Only lines containing "black" belong in the answer, each copied from the entries below.
Start of Record excerpts
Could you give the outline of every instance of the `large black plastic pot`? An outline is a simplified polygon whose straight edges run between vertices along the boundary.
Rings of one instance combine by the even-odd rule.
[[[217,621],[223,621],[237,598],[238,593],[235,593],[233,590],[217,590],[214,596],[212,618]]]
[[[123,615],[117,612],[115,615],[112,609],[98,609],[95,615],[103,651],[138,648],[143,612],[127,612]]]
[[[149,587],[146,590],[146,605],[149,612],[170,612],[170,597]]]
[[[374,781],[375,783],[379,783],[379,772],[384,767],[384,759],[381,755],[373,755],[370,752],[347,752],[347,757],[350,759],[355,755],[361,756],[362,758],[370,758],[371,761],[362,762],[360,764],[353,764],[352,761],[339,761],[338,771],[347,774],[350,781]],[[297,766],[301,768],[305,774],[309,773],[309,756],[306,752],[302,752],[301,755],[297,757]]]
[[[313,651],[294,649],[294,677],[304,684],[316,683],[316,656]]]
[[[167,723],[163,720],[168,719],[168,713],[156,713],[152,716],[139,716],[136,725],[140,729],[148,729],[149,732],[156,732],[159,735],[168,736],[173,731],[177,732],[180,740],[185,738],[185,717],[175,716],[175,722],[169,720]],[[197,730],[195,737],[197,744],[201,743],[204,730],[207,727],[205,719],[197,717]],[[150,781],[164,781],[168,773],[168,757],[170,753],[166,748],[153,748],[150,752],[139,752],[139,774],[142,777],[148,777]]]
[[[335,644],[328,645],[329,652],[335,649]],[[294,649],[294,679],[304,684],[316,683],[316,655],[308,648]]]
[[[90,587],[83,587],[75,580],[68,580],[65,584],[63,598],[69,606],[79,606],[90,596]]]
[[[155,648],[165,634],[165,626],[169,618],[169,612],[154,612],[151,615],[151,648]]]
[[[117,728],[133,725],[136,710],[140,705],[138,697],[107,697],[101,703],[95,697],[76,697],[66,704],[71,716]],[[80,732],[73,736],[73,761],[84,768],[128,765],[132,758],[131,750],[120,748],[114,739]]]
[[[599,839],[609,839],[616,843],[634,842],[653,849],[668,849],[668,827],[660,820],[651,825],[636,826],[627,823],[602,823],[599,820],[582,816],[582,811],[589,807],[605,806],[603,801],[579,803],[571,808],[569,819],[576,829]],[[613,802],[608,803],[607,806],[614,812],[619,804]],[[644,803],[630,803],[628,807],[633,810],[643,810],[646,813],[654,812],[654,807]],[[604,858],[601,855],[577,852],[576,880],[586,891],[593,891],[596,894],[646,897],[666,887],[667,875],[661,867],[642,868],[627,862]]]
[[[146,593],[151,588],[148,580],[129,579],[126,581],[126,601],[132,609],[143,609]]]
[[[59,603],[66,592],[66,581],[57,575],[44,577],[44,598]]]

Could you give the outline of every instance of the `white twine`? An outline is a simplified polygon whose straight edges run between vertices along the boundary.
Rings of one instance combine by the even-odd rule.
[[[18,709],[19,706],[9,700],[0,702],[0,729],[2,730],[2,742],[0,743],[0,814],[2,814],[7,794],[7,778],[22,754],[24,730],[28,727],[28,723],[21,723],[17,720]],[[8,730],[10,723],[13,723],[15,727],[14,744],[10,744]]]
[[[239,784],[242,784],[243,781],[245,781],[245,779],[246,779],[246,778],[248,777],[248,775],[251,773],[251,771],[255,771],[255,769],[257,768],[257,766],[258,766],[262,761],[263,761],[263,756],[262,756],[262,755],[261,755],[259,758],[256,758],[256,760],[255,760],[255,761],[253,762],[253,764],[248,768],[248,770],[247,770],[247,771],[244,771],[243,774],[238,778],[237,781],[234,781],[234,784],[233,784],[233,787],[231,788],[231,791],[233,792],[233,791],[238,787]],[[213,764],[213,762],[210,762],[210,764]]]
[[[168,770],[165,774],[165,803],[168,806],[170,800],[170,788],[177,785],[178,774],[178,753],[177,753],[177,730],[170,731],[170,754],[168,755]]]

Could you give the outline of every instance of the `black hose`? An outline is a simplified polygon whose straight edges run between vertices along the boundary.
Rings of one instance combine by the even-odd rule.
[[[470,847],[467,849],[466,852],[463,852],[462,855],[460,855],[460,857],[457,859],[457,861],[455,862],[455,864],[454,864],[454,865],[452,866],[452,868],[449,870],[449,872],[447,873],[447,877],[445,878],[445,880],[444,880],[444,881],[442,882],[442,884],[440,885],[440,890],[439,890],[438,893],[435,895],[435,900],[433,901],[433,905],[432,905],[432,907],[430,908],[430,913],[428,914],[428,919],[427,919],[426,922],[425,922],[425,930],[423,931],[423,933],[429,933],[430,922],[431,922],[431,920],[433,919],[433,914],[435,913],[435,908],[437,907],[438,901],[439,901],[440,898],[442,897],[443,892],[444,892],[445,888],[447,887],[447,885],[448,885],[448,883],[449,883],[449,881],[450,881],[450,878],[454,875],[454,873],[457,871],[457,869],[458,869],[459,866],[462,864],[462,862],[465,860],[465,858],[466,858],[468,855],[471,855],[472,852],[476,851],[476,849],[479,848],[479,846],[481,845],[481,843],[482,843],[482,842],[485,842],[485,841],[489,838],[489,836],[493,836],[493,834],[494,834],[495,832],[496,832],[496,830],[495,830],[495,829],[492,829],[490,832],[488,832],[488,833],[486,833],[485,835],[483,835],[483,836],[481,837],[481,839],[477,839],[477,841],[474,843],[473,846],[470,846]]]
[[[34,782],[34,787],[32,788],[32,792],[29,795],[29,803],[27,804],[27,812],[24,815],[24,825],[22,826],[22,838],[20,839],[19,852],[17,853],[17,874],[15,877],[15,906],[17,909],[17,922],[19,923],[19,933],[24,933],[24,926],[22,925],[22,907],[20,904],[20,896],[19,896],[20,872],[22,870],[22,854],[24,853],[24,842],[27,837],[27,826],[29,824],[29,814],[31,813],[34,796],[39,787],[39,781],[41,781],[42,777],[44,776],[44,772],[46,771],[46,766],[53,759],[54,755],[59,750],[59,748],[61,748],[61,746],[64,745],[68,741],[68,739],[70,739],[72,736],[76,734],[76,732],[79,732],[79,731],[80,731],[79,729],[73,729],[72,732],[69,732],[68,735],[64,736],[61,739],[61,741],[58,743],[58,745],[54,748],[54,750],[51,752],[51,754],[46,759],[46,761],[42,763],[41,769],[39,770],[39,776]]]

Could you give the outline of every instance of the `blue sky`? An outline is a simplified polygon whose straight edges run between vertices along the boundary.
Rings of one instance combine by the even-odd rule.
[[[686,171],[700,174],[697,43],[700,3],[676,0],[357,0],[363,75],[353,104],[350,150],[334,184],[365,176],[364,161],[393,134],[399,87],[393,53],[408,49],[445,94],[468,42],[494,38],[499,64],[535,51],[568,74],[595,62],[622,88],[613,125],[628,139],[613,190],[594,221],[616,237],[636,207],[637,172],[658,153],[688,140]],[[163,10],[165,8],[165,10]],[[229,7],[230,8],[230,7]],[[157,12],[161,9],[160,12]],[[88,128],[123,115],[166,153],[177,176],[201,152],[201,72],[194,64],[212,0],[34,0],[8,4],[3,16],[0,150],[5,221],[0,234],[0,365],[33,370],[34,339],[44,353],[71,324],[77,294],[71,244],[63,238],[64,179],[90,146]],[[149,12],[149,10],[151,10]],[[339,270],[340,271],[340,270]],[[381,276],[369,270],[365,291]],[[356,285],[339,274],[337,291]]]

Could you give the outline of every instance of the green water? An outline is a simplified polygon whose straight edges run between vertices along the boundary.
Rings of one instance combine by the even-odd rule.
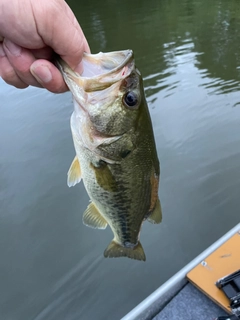
[[[240,2],[69,1],[92,52],[131,48],[161,162],[161,225],[147,261],[104,259],[82,224],[70,93],[0,81],[0,319],[120,319],[239,222]]]

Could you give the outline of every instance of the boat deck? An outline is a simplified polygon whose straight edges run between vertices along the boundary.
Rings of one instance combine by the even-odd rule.
[[[126,314],[122,320],[214,320],[220,316],[227,316],[227,313],[222,308],[193,286],[186,276],[200,263],[205,262],[210,255],[212,256],[212,253],[218,248],[222,248],[228,240],[233,239],[236,234],[240,235],[240,223],[161,285]],[[228,241],[228,243],[230,242]],[[234,267],[234,264],[230,264],[235,270],[239,269],[238,246],[235,248],[237,249],[236,265]],[[220,258],[229,256],[232,257],[233,254],[223,255]],[[221,266],[223,266],[223,262],[221,262]],[[217,279],[226,274],[228,272],[225,270],[223,275],[218,275]],[[202,280],[207,279],[206,274],[202,274],[201,277]]]
[[[219,316],[227,313],[188,282],[153,320],[213,320]]]

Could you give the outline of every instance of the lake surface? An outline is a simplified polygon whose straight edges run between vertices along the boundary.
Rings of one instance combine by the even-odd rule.
[[[239,222],[240,2],[69,1],[92,52],[131,48],[161,162],[147,261],[104,259],[68,188],[70,93],[0,80],[0,319],[120,319]]]

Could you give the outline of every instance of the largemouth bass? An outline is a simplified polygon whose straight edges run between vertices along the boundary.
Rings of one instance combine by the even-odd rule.
[[[144,220],[160,223],[159,161],[141,74],[131,50],[84,54],[80,76],[57,65],[73,94],[76,150],[68,185],[83,180],[91,199],[89,227],[113,231],[105,257],[146,260],[139,241]]]

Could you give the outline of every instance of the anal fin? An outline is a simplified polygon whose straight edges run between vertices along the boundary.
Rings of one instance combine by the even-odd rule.
[[[77,156],[73,159],[71,166],[68,170],[67,184],[69,187],[75,186],[75,184],[81,181],[81,167]]]
[[[151,223],[160,223],[162,221],[162,208],[159,199],[157,199],[155,208],[147,217],[147,220]]]
[[[83,223],[94,229],[106,229],[108,225],[93,202],[88,205],[83,213]]]
[[[130,259],[146,261],[146,256],[140,242],[133,247],[123,247],[116,241],[112,240],[107,249],[104,251],[105,258],[128,257]]]

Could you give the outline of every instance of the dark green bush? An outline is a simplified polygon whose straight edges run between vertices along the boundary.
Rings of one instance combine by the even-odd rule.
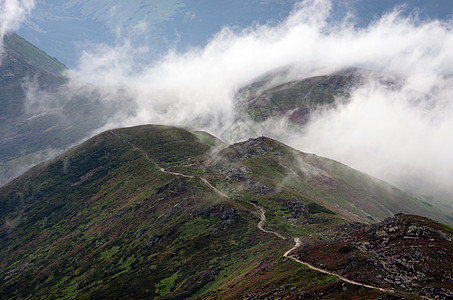
[[[355,249],[354,246],[346,245],[346,246],[343,246],[340,249],[338,249],[338,252],[340,252],[341,254],[345,254],[345,253],[353,251],[354,249]]]

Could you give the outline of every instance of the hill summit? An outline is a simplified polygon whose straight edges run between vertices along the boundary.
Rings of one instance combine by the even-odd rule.
[[[7,298],[417,294],[316,271],[292,250],[391,209],[442,218],[383,182],[270,138],[227,146],[156,125],[106,131],[37,165],[0,189],[0,209]]]

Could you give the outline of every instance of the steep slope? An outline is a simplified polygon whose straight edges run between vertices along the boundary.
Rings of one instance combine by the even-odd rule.
[[[64,65],[14,33],[5,36],[4,51],[0,60],[2,122],[25,113],[23,84],[27,77],[33,80],[36,76],[39,86],[55,88],[64,82],[61,72],[65,69]]]
[[[307,206],[306,210],[317,211],[320,205],[351,221],[375,222],[405,212],[452,224],[439,209],[383,181],[265,137],[220,151],[212,173],[223,179],[224,191],[242,193],[245,198],[260,194],[273,205],[281,203],[282,210],[288,210],[287,218],[294,203],[286,203],[286,199],[300,198],[313,202],[313,208]],[[319,208],[320,212],[326,212],[325,208]],[[304,208],[296,210],[301,214]]]
[[[65,65],[56,58],[50,57],[14,32],[7,34],[3,42],[7,54],[17,59],[15,62],[19,62],[22,68],[33,66],[36,70],[45,71],[56,77],[61,77],[62,72],[66,70]]]
[[[66,67],[18,35],[0,61],[0,185],[105,123],[116,109],[89,86],[71,88]]]
[[[341,181],[323,183],[327,188],[305,171],[291,170],[302,160],[316,178],[315,163],[333,162],[268,138],[221,147],[209,134],[174,127],[111,130],[4,186],[0,294],[251,299],[387,294],[283,256],[293,247],[292,237],[327,240],[336,226],[359,218],[325,193],[342,191]],[[305,190],[309,183],[314,184]],[[355,188],[349,185],[350,193]],[[379,194],[380,184],[369,193],[393,195]],[[337,198],[346,201],[348,195]]]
End of Record excerpts
Answer to this task:
Could you give the outline of every instance of the `large black plastic pot`? An outline is a simplified polygon whose straight edges run between vertices along the boundary.
Could you give the outline of every instance of the `black hose`? An outline is a simplified polygon whose straight edges run between vertices along the boundary.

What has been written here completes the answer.